#### Description of the task
Write out each of the following entries word for word, with no changes.

── Provided records

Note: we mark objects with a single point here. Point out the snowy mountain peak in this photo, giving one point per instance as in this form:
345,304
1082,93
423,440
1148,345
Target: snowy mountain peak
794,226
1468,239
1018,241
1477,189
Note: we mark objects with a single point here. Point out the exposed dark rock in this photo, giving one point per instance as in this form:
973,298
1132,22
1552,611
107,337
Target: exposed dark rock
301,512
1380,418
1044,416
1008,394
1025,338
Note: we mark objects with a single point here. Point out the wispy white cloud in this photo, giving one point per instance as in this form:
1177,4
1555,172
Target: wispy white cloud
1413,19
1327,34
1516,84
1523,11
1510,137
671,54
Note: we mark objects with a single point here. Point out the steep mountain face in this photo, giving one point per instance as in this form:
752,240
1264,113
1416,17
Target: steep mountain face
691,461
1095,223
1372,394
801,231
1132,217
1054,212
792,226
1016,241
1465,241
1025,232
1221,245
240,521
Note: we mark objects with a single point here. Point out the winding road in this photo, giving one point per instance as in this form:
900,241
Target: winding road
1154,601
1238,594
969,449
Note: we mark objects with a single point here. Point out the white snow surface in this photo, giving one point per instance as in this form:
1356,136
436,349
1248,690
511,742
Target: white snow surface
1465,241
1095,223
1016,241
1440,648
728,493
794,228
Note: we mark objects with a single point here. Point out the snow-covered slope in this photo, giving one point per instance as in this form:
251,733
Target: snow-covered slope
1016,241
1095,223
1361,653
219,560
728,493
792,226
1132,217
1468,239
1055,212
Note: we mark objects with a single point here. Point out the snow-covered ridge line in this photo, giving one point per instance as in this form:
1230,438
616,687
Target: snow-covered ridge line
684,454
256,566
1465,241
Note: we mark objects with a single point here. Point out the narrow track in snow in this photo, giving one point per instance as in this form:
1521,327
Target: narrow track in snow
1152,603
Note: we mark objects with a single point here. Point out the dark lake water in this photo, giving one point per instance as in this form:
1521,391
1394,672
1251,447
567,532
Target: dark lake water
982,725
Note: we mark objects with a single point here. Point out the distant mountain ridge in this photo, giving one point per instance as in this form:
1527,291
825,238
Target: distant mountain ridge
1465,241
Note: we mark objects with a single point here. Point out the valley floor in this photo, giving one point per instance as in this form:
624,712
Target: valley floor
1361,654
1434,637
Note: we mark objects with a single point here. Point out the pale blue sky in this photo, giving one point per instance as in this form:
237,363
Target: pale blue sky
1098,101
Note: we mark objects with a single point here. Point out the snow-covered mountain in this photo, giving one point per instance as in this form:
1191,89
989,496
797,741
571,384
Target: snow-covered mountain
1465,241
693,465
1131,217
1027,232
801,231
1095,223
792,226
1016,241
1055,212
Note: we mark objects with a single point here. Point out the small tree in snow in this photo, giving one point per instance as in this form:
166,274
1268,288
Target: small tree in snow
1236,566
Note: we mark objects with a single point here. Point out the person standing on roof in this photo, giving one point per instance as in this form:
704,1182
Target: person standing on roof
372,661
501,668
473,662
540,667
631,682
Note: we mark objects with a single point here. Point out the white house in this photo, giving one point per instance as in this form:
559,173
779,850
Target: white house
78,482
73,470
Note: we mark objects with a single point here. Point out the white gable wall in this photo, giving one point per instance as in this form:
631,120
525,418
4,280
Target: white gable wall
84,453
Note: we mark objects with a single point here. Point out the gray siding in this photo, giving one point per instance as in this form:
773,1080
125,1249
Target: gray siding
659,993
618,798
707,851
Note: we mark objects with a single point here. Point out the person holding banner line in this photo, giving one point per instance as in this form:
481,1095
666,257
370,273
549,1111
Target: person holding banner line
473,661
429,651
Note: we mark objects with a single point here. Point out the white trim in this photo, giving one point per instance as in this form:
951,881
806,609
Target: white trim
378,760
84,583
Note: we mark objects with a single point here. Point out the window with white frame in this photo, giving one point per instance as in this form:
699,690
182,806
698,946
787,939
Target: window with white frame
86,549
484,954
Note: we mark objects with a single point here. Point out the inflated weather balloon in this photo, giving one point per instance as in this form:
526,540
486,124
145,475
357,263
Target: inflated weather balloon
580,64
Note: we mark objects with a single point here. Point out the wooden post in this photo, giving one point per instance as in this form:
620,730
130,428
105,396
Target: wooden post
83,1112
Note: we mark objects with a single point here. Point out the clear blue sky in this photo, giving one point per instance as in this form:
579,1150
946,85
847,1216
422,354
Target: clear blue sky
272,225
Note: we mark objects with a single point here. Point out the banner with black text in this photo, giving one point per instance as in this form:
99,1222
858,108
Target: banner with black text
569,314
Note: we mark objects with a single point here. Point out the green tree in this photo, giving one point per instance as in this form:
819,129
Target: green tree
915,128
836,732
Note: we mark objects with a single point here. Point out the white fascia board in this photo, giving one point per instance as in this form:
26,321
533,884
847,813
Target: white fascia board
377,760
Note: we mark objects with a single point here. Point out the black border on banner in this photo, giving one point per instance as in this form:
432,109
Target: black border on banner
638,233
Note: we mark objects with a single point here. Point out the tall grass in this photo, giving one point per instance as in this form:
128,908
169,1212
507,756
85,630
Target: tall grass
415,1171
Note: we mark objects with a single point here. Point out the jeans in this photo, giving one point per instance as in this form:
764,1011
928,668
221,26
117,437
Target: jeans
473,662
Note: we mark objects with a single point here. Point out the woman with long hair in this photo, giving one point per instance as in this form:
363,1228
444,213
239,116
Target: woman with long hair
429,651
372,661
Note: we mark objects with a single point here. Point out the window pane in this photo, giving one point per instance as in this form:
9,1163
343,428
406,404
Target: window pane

────

#### Expected answer
Note: we mark objects with a single point here. Point out the snowy mountain peak in this photo, giving one point per instance as in this form:
345,304
1082,93
423,440
1148,345
Target: snowy mountain peak
794,226
1468,239
1018,241
1477,189
Note: we mark objects with a single point here. Point out the exposed dark rock in this photo, giving one point per instance as in this form:
973,298
1132,22
1552,611
107,337
Target: exposed dark rock
301,512
1380,418
1044,416
1008,394
1025,338
Note: we mark objects with a single point here. Point out the wispy white cloud in this photo, giving one point per instance as in this form:
1177,4
1555,172
Target: wispy white cloud
1413,19
1327,34
1516,84
1523,11
1510,137
671,54
Note: we mark objects with a single point here. Point out the steep mountain face in this photo, giving one point per instance as in this form:
752,240
1264,113
1416,17
Target: steep mountain face
691,461
1095,223
1372,394
801,231
1132,217
1054,212
792,226
1016,241
1465,241
1025,232
1221,245
240,521
Note: we mark objects with a single point here. Point out the winding road in this photo, giving one point per instance as in this form:
900,241
Target: winding road
1154,601
1238,594
969,449
Note: we mark objects with a single point here. Point out the white snow surface in this photo, giving one point per instance as in this form:
1356,136
436,349
1248,690
511,742
Target: white snow surface
1465,241
1095,223
1016,241
1440,648
728,493
794,228
Note: we mark objects with a single point here. Point out the snow-covered slope in this photo, giving one point per instance as in this form:
251,733
Target: snow-covered slope
1016,241
1095,223
1361,653
219,560
728,493
792,226
1132,217
1468,239
1055,212
Note: we mark objects with a single point here. Point out the snow-covered ridge line in this photo, giving one point per instance as in this form:
1230,438
616,687
Target: snow-covered ridge line
684,454
256,566
1465,241
Note: we mark objects with a single point here. Point out the narrow track in snow in this photo, giving one point per instance as in this form:
1521,327
Target: narrow track in snow
1152,603
Note: we mark objects with a single point here. Point out the dark lake water in this photo, giving one point per instance as in this form:
1521,391
1394,672
1251,447
567,532
Target: dark lake water
982,725
Note: we mark objects with a single point here. Point out the distant mountain ridge in this photo, giving one point per instance as in this form:
1527,291
825,238
Target: distant mountain ridge
1465,241
Note: we mark objects with a single point here. Point out the valley floor in this photo, giving one point per instance as in this form:
624,712
Target: valley floor
1361,654
1434,637
Note: we mark objects with a single point here. Point out the pale blue sky in this photo, giving one point per instance as in this form:
237,363
Target: pale blue sky
1098,101
Note: we mark objects with a single point here. Point out the snow-covered mountain in this photo, giving one point per instance as in this form:
1191,89
989,496
797,741
571,384
Target: snow-covered mountain
1465,241
693,465
1131,217
1027,232
801,231
1095,223
792,226
1016,241
1055,212
Note: we mark objects with a single point here. Point out the small tree in snow in this photo, giving one point per instance as in this form:
166,274
1268,288
Target: small tree in snow
1236,566
Note: we mark objects with a single point here. Point out the person standing on roof in this photo, giving one point per instance as in this form:
704,1182
Target: person standing on roof
372,661
501,668
473,662
540,667
631,682
Note: we mark objects with a single point here. Point out the white house in this photo, giving one point per instance as in this form:
559,173
779,850
Target: white house
78,482
73,470
Note: we mark objects with a single point here. Point out the white gable wall in this photo, giving one point per instance as in this form:
631,120
525,418
4,280
Target: white gable wall
84,453
Note: we mark objects with a single point here. Point out the gray siding in this photo, giving one point per instance as in this form:
773,1080
125,1249
Target: gray siding
659,993
618,798
707,851
Note: we mark objects with a single point here. Point out the person holding banner line in this photo, giving one point per instance as in this form:
481,1095
666,257
370,273
549,1111
Target: person holding banner line
473,661
429,651
Note: we mark objects with a single point here. Point out the white trim in this photo, giving one point per instance as in this form:
951,881
806,609
Target: white trim
378,760
84,583
Note: we mark objects with a single point here. Point out the window with white frame in this photo, giving one point per instance as in this form:
699,690
182,806
698,946
787,939
Target: window with white frame
86,549
484,954
Note: we mark objects with a single point here. Point out the inflated weather balloon in this photo, giving one point per instance as in this form:
526,540
486,124
145,475
357,263
Target: inflated weather balloon
580,64
Note: we mark objects with a single point here. Point out the wooden post in this photo, giving one point per instance as in this form:
620,730
130,428
105,396
Target: wooden post
83,1112
Note: we mark objects with a single point here. Point out the clear blue sky in this photo, giving one point per instance as in this form:
579,1150
946,85
847,1216
422,354
Target: clear blue sky
272,225
Note: we mark objects with a single point here. Point out the banner with black text in this photo, giving one point per instance as in this form:
99,1222
858,108
Target: banner with black text
569,314
Note: we mark objects with a single point here. Point out the green tree in this photo, giving one point per instance as in this form:
819,129
Target: green tree
915,128
836,732
Note: we mark objects with a single point here. Point out the white fascia board in this photo, giving one point per instance as in this form:
26,321
533,884
847,813
Target: white fascia board
377,760
Note: we mark objects with a single point here. Point out the black border on banner in this photo, giving one point per instance as in this form:
432,109
Target: black border on banner
638,233
Note: we mark objects with a single point here. Point out the tall grass in this photo, giving one point per instance as in this form:
128,908
169,1212
507,756
85,630
Target: tall grass
415,1171
Note: we mark objects with a single point here. Point out the jeans in this photo, giving one point per instance as in this form:
764,1011
928,668
221,26
117,437
Target: jeans
473,662
Note: we mark objects with a single point here. Point out the woman with long hair in this photo, giving one point per instance as in this form:
363,1228
444,213
239,116
Target: woman with long hair
429,651
372,661
Note: we mark objects with a single point here. Point out the window pane in this photo, giving one point per instance as in this form:
9,1163
343,428
406,404
Target: window pane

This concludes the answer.